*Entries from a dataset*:

┄┄┄┄┄┄

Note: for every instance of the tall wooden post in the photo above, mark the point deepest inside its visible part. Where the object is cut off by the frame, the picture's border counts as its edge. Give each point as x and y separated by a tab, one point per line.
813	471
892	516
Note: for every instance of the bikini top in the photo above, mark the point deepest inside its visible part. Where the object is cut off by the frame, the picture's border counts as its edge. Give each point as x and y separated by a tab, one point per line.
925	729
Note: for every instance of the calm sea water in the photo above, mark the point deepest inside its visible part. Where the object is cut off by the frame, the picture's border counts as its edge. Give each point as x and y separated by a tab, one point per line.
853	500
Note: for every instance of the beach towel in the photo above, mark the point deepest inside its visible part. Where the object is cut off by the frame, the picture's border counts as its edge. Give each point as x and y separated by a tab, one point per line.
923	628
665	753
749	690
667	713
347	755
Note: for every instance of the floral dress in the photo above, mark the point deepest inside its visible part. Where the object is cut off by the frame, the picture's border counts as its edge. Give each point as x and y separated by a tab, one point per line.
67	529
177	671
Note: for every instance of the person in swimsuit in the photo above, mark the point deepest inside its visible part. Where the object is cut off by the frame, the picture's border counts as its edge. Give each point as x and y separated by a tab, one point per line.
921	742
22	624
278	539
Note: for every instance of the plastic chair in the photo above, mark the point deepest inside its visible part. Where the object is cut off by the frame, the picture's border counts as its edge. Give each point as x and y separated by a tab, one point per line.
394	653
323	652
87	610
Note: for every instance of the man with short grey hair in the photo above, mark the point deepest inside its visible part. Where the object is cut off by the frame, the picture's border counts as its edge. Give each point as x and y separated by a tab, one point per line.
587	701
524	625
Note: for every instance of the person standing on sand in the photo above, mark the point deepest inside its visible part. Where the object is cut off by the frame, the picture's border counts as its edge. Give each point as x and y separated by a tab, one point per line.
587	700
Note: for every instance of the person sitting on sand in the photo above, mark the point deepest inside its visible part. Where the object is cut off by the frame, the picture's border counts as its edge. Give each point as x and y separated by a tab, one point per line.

┄┄┄┄┄┄

*The problem*: Write out each line of the data above again, exactly as given.

*Answer in full*:
Note: for every instance of the tall wooden post in the photo above, mark the point deepest inside its visible part. Where the object is cut off by the frame, the picture's border counts as its edge. Give each point as x and y separated by a tab, one point per line.
813	471
892	516
Note: for every instance of the bikini top in the photo above, mark the point deepest inside its visible part. Where the object is cut off by the frame, the picture's border counts as its edge. Give each point as x and y separated by a tab, one point per line.
925	729
Note: for every instance of the calm sea water in the photo above, mark the point deepest inside its visible part. Where the object is cut off by the frame, the picture's border counts as its edge. Give each point as x and y separated by a tab, one point per line.
853	500
Note: for every instance of the beach towel in the photo above, mark the point deepest inside its visible part. Where the object is cut off by the frame, the picture's border counts as its edge. Give each point as x and y separated by a tab, one point per line.
923	628
665	753
749	690
667	713
347	755
Note: for every instance of the floral dress in the photo above, mark the point deepest inside its visible part. Where the object is cut off by the frame, the picture's border counts as its edge. Give each point as x and y separated by a tab, one point per line.
67	529
177	671
Note: for every instance of the person in swimsuit in the photo above, mark the point deepest inside its visible part. Where the object is cut off by the frame, the picture's border counts as its edge. Give each point as x and y separated by a tab, one point per line.
921	742
22	624
278	539
Note: for every instance of the plastic chair in the photo above, mark the point deepest inside its visible part. Where the object is cut off by the frame, the picture's border counts as its edge. Give each point as x and y separated by a tab, one point per line.
394	653
323	652
87	610
Note: for every instance of the man with short grey hair in the photo above, mark the point deepest inside its visible part. Where the object is cut off by the frame, the picture's border counts as its edge. Give each point as x and y separated by a tab, one point per line.
587	701
524	625
Note: for every instance of the person standing on sand in the photo above, mark the point deepest inside its visible part. Where the object is cut off by the frame, the picture's border counts as its edge. Give each point as x and y separated by a tab, one point per line.
587	700
Note: for every instance of the person sitting on sand in the photo above, mark the point deepest inside its visible part. Where the object is cut off by the frame, the picture's border counts as its edge. Give each point as x and y separated by a tab, one point per line.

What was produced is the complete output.